_WORK TO BE COMPLETED_: Some of the lines below need repeating. Reproduce exactly those between the lines holding "Task: confirm every instance of the light" and "Sample output: [[149, 44]]", inclusive.

_DATASET RECORDS_:
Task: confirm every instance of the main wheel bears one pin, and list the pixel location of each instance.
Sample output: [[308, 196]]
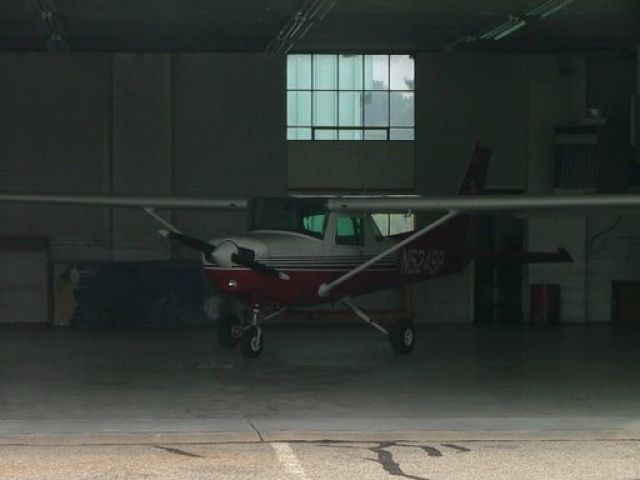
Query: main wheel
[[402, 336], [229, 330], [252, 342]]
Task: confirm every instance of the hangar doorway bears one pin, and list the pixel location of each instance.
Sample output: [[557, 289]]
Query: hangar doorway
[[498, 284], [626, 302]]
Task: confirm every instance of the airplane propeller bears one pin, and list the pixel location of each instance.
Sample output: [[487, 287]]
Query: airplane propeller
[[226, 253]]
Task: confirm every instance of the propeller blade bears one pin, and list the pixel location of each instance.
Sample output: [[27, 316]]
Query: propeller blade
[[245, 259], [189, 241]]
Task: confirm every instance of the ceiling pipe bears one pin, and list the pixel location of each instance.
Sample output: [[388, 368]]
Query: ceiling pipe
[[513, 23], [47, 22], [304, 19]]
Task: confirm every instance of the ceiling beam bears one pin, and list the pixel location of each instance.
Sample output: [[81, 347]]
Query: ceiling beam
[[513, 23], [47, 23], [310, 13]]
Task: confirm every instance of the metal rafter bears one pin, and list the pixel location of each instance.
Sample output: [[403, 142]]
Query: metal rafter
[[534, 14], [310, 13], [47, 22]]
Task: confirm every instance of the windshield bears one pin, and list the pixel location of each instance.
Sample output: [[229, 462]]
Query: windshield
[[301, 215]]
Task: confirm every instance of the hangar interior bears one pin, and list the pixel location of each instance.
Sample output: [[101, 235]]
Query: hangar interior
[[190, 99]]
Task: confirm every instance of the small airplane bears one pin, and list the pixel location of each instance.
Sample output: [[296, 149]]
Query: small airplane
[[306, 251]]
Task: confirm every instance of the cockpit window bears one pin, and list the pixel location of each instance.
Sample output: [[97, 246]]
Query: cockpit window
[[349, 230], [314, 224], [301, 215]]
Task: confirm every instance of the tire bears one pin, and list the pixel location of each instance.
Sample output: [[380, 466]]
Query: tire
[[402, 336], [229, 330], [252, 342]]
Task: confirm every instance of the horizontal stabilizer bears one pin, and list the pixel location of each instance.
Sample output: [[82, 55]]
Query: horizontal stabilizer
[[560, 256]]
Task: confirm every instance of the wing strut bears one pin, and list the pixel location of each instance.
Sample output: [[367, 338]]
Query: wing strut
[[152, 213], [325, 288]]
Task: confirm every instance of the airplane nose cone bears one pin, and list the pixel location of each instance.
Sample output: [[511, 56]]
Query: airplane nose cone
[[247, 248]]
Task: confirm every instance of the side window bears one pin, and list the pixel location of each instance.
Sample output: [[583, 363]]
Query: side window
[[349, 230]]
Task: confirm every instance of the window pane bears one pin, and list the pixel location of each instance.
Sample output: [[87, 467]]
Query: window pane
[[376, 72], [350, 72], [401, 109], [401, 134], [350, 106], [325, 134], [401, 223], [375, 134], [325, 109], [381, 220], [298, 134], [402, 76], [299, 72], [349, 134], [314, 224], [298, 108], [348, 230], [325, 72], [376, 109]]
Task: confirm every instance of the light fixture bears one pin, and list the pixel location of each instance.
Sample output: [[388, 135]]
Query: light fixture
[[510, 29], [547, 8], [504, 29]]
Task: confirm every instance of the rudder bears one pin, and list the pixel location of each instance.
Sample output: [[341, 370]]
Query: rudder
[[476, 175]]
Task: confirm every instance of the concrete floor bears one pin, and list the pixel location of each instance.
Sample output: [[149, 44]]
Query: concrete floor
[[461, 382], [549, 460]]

--

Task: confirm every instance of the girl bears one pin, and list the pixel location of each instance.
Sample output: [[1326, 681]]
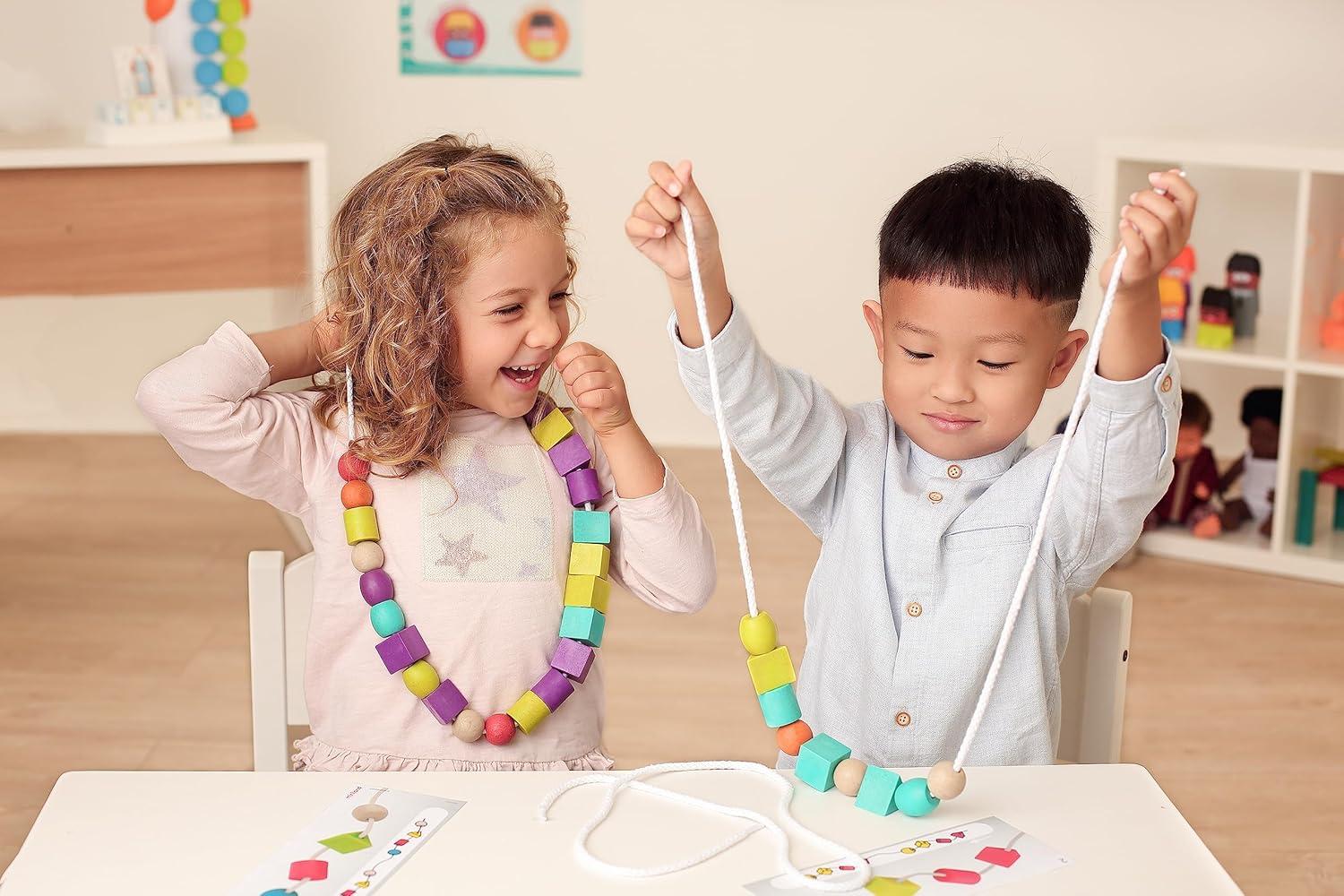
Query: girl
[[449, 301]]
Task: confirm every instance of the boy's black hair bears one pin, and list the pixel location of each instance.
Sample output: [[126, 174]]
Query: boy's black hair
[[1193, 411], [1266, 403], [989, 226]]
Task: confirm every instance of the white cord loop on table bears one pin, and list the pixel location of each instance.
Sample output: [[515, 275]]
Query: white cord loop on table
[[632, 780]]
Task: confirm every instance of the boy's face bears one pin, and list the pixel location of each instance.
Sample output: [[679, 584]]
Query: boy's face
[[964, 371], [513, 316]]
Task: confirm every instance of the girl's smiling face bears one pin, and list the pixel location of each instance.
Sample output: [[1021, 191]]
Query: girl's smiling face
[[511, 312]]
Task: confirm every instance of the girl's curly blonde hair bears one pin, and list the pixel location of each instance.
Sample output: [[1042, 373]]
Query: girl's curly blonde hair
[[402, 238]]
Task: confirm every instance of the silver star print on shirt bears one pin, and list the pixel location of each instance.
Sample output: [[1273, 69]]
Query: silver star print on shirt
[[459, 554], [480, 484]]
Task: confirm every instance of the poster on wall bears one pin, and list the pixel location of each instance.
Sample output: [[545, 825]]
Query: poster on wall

_ANSWER BELOW_:
Task: confirm every instance of the light fixture bears one pin, and list the pixel location of each instance.
Sample output: [[388, 135]]
Query: light fixture
[[510, 29], [547, 8], [504, 29]]
Task: confirm every instance of the rudder bears one pin, and list the pixel location of each instance.
Sample output: [[341, 370]]
Query: rudder
[[476, 175]]
Task: confirm every instance of the concrete floor bears one pin, and list the pixel location of each instance.
Sample output: [[149, 44]]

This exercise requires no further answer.